SOURCE EXTRACT
The following are excerpts from a conversation that took place in a hotel room in Seattle, last December after the Hole concert at KeyArena. No words are included that weren't spoken at the time.
AMBITION
Everett: What do you suppose people hold you as a role model for? Ambition?
Courtney: I have ambition, but it's not Madonna ambition, it's the ambition of "I have something to say, I'm a minority, I come from shit and all forces are aligned against me from what I was born into to what I had to get out of." Did I achieve a significant amount of the American dream? Yeah! That is a good thing. I have achieved that in my celebrity, which is a hobby and could go at any minute. Yes, I've done some retarded stuff in my work, fuck you! I'm not going to low-ball, my stock is too important to me.
THE MAINSTREAM
What's with your Stevie Nicks obsession?.
What Stevie Nicks obsession? "Go Your Own Way" is one of the best white pop songs ever written, absolutely. There are songs on Rumours that are genius, but there's as much [The Fall's] Hex Enduction Hour as Stevie Nicks stuff on Celebrity Skin. It's what I choose to show people. I like to put it through my insane and absurd filters. "God Only Knows" by the Beach Boys is a fucking amazing song. I'm not talking about crap Eagles songs. I like "Hotel California" for the insanity of it, and the fact I once made out with someone to it... but this record is also pure--as in Ian McKaye pure, "I'm going to listen to these Minor Threat records now, I'm going to listen to Howlin' Wolf" pure.
What dismays me about music, especially in America, is the way it has all become so compartmentalized, and there are so many different ways to live your cozy little "alternative" lifestyle. Say you're into "lounge." So you buy your fucking overpriced easy listening albums and Oranj Symphonette retreads, your lava lamps and your '60s retro gear--it's all laid out for you. Wanna be a skate-kid? No problem. We have the gear, the music, the magazines.... Or a punk?...
And you can buy it all online.
It bothers me because there's no way music or kids will ever effect any change whatsoever when they're so effectively packaged, both outside the mainstream and within.
Thank you. That's why I played the Billboard Awards show. That's why I turn on the internal AM pop radio in my heart that I grew up with and express that on Celebrity Skin, because, goddammit, I'm not going to be held back by all that.
OLYMPIA
Kurt was pure, and he was also insanely ambitious. He wanted what he got, but because of his training, because of Olympia, he decided he didn't want it. One has only to look at old Nirvana when Jason Everman was in the band, to see him posturing like Soundgarden but beating with a pop heart. Nirvana were exposed to Olympia, though--and none of that is talent-based, and that's where those people bother me the most, Everett. It's not about talent, it's about purity--it's about having a manifesto, and it's bullshit.
Hold on a moment...
No. I believe that Ian McKaye had a sacred, divine vision but that by the time it got to Calvin Johnson it was elitist and uninclusive--and it wasn't because they ostracized me, there are plenty of scenes I love that I was ostracized by--and cutie-pie. Listen. I had Marine Girls and Kleenex played for me about the same time Kurt was getting that shit played for him, maybe even before. For him it was a save, because Olympia provided him with some pop--as did Teenage Fanclub and the Vaselines and Pastels and all those cute personalities I didn't care about. He was as aware as me of fame. He just couldn't handle it.

MATERIAL
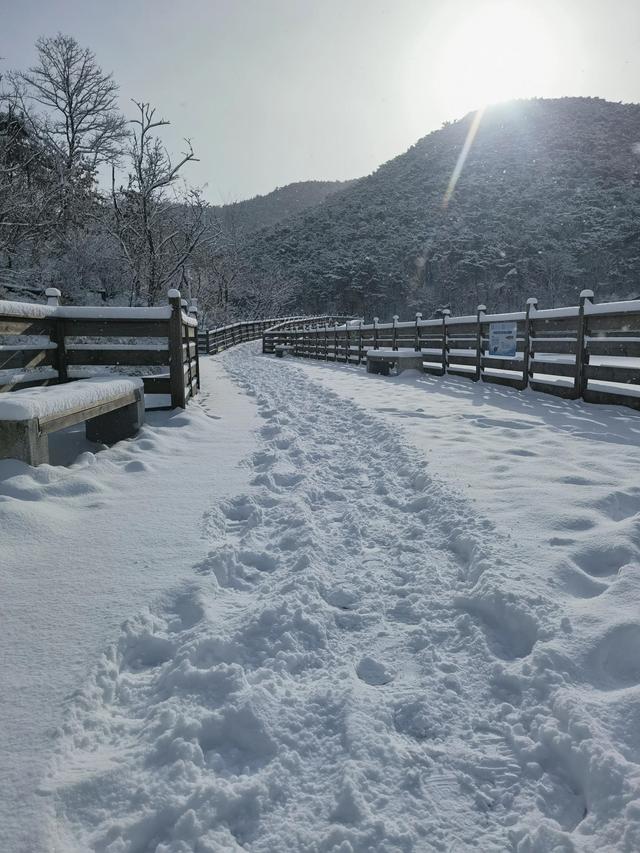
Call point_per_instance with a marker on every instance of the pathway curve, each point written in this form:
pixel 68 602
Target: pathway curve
pixel 357 665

EXERCISE PROMPT
Reproduce the passage of the interview excerpt from "Thank you. That's" to "by all that.", word for word. Work only from the interview excerpt and leave the material aside.

SOLUTION BELOW
Thank you. That's why I played the Billboard Awards show. That's why I turn on the internal AM pop radio in my heart that I grew up with and express that on Celebrity Skin, because, goddammit, I'm not going to be held back by all that.